Written request: Copy the lines of the material below without changes, beginning at the line that contains "bush shown above." and ending after the line that contains "(1146, 756)".

[Excerpt from a dataset]
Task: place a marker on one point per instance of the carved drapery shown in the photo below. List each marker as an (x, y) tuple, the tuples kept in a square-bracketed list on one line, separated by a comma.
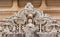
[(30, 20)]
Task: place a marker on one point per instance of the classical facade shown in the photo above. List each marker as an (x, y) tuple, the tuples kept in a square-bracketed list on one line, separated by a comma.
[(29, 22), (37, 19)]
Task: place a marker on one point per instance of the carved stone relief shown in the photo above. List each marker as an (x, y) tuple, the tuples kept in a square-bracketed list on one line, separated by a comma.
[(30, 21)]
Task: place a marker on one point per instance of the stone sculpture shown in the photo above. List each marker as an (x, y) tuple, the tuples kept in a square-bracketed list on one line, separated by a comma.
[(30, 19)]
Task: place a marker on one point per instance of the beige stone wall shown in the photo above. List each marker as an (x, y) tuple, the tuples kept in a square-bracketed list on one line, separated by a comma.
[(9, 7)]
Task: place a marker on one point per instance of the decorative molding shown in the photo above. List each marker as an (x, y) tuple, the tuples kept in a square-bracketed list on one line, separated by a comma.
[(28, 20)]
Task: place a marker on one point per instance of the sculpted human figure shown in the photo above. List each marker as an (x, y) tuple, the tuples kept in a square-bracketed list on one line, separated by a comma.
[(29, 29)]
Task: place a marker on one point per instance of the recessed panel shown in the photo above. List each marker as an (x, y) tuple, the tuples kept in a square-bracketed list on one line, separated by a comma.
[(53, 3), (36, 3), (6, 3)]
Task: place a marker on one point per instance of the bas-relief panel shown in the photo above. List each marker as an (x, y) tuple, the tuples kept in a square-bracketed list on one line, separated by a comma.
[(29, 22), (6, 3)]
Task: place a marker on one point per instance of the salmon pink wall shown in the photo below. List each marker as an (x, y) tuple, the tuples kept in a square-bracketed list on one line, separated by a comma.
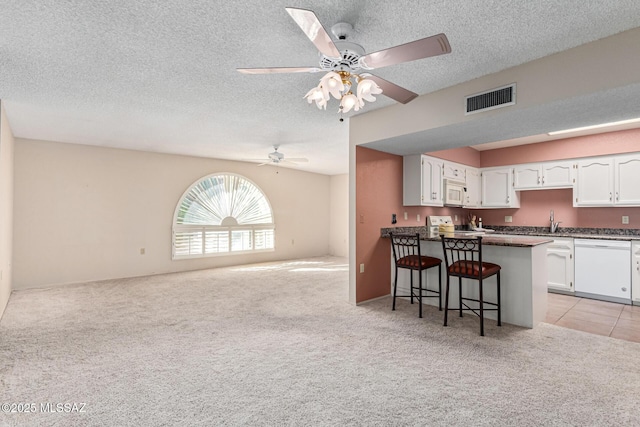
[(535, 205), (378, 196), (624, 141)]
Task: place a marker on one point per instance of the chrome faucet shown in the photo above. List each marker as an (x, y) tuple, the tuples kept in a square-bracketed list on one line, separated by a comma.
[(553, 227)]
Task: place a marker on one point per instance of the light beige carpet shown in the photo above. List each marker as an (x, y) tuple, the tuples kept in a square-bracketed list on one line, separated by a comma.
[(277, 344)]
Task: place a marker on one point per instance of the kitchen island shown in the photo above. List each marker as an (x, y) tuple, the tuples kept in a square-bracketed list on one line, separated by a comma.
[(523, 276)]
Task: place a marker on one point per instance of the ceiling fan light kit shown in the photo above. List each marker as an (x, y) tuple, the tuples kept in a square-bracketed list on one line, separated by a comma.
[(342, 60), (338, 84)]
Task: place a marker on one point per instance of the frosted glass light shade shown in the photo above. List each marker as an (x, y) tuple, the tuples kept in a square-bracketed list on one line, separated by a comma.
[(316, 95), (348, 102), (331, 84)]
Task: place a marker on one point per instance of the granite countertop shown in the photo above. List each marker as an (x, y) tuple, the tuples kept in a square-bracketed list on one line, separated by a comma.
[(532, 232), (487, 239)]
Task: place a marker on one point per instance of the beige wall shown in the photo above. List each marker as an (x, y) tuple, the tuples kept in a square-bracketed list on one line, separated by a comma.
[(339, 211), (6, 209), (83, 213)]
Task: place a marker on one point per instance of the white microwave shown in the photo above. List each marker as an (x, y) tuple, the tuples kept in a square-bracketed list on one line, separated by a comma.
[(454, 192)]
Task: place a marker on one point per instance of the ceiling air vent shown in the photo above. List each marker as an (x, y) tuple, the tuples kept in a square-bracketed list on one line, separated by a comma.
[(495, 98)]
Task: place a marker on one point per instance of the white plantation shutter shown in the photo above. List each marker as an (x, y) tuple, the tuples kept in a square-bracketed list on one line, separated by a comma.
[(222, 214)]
* * *
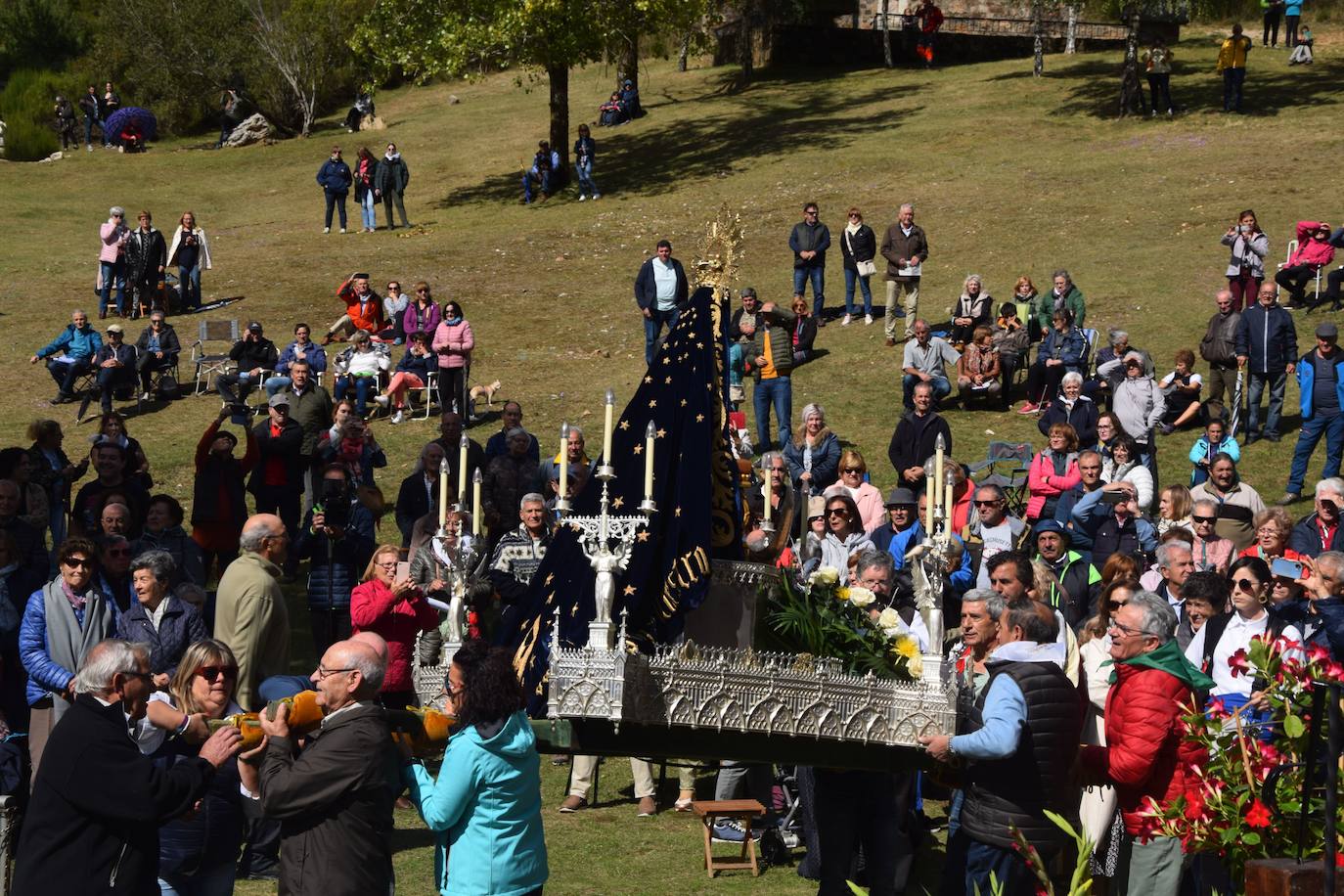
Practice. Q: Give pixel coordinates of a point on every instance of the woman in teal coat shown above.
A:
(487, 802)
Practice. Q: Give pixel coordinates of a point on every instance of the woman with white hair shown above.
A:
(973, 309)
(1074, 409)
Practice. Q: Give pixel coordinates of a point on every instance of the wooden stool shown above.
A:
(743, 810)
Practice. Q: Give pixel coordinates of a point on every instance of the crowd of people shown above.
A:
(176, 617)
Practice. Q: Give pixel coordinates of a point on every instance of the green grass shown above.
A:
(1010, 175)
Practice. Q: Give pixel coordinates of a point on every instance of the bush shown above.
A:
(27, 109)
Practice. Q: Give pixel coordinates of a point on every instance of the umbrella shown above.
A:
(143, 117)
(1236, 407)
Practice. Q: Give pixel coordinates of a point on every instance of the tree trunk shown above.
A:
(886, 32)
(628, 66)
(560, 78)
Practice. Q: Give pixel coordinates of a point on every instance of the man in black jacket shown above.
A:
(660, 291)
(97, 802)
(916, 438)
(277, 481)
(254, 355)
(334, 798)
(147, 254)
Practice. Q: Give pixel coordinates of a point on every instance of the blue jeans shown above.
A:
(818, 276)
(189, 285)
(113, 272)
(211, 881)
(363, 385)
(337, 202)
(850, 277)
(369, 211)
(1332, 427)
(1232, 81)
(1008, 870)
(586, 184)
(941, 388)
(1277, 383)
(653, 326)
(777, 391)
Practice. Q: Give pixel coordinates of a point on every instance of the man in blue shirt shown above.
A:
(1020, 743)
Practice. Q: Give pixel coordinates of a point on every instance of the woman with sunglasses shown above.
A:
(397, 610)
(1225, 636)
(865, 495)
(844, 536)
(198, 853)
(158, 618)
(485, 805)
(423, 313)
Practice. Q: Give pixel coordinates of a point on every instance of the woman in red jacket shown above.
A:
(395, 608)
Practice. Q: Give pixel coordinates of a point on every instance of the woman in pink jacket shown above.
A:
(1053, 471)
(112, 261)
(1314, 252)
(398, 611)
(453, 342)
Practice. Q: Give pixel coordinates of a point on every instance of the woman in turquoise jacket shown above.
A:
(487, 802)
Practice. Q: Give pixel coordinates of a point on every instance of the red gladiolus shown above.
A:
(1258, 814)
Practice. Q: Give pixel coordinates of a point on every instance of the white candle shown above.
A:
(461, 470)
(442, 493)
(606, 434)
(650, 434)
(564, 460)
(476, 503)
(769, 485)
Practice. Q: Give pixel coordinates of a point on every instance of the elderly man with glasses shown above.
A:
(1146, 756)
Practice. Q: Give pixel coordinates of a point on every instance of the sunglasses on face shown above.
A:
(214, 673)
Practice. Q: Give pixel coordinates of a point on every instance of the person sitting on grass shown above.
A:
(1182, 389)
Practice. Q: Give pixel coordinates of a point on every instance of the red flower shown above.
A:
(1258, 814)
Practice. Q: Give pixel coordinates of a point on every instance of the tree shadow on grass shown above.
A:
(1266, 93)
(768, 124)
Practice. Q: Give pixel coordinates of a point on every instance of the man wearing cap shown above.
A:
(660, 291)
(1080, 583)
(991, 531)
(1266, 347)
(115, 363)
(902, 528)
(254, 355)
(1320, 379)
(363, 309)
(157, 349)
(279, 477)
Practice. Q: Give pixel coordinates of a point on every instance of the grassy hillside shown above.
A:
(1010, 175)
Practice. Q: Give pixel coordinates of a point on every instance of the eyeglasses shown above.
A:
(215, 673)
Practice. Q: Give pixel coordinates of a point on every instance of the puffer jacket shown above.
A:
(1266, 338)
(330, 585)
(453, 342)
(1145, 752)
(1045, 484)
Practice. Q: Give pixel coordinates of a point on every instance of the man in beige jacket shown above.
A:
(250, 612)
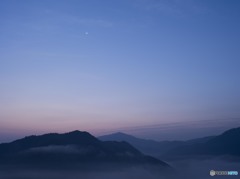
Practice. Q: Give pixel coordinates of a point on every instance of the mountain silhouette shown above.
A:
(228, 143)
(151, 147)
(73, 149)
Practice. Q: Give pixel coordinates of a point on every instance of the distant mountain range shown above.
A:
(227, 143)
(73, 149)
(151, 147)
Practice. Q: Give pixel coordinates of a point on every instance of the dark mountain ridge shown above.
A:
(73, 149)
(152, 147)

Answer in full:
Practice. Q: Give pixel coordinates of a point on every instance of the bush shown above.
A:
(27, 109)
Practice. Q: Give pixel coordinates of a point on every instance of the umbrella shown above.
A:
(143, 117)
(1236, 407)
Practice. Q: Give pixel coordinates of a point on every instance of the tree trunk shown above.
A:
(886, 32)
(628, 66)
(560, 78)
Practice. Q: Give pixel coordinates of a point on every instance of the man in black jacket shown above.
A:
(660, 291)
(97, 802)
(916, 438)
(277, 481)
(254, 355)
(334, 798)
(147, 254)
Practice. Q: Give pixel coordinates of a point on every instance of the blue jeans shown above.
A:
(818, 276)
(189, 285)
(113, 272)
(211, 881)
(363, 385)
(337, 202)
(850, 277)
(369, 211)
(1332, 427)
(1232, 81)
(1008, 870)
(586, 184)
(941, 388)
(1277, 383)
(653, 326)
(777, 391)
Practice. Q: Give pixel coordinates of a point on every instance of the man in blue shirt shown above.
A:
(1020, 743)
Practice. Q: Give pixel coordinates of a point on every instance of the woman with sunglasses shown above.
A:
(397, 610)
(1225, 636)
(865, 495)
(844, 536)
(198, 853)
(158, 618)
(485, 805)
(423, 313)
Practice. Q: Give pixel coordinates of a point on every instance of the woman in red jacket shown above.
A:
(395, 608)
Practice. Q: Give pixel coordinates of a point on every instance of the woman in pink jacket shown above.
A:
(1053, 471)
(112, 261)
(1314, 252)
(398, 611)
(453, 342)
Practice. Q: Give pixel coordinates of a point on every instance of the woman in turquoise jacket shown above.
A:
(487, 802)
Practice. Q: Give pixel coordinates of a point on every instance of the red gladiolus shown above.
A:
(1258, 814)
Practice. Q: Give pixel coordinates of a point on every instance of the white candle shown above.
A:
(461, 470)
(442, 493)
(606, 434)
(650, 434)
(564, 460)
(476, 503)
(769, 485)
Practice. Q: Give pixel coordinates of a point on every instance of the elderly man with glasses shown above.
A:
(1146, 756)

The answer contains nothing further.